Top of Source data
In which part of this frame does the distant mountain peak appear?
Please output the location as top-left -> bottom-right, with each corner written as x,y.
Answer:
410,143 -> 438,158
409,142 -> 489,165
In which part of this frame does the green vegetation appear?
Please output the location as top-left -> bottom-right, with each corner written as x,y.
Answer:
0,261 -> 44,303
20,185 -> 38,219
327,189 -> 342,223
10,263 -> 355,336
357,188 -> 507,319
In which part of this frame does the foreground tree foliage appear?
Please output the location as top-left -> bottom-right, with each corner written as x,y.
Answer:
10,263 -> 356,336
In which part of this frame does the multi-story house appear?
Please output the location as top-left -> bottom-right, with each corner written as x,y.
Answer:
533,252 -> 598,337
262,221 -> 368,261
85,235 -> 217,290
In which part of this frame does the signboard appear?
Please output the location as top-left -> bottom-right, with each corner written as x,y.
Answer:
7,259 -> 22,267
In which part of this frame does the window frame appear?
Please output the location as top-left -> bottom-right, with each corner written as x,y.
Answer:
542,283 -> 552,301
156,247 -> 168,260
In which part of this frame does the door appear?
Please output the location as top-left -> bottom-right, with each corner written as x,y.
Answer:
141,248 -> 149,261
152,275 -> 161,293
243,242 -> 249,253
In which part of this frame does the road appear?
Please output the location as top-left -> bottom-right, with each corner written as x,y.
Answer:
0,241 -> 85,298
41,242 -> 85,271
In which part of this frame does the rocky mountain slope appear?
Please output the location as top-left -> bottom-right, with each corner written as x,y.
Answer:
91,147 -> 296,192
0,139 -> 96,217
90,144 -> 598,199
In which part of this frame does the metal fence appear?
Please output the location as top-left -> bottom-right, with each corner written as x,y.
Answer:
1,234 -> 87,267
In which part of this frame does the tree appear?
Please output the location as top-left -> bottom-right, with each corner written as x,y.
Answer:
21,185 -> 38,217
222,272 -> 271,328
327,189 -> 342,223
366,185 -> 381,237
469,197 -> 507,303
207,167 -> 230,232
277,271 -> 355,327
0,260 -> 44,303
Bottom of Source data
— Work to complete —
Take from the material every line that holds "tree".

— Task result —
In which part of this frame does the foreground tree foliage appear?
In which part of this frame does the tree appear?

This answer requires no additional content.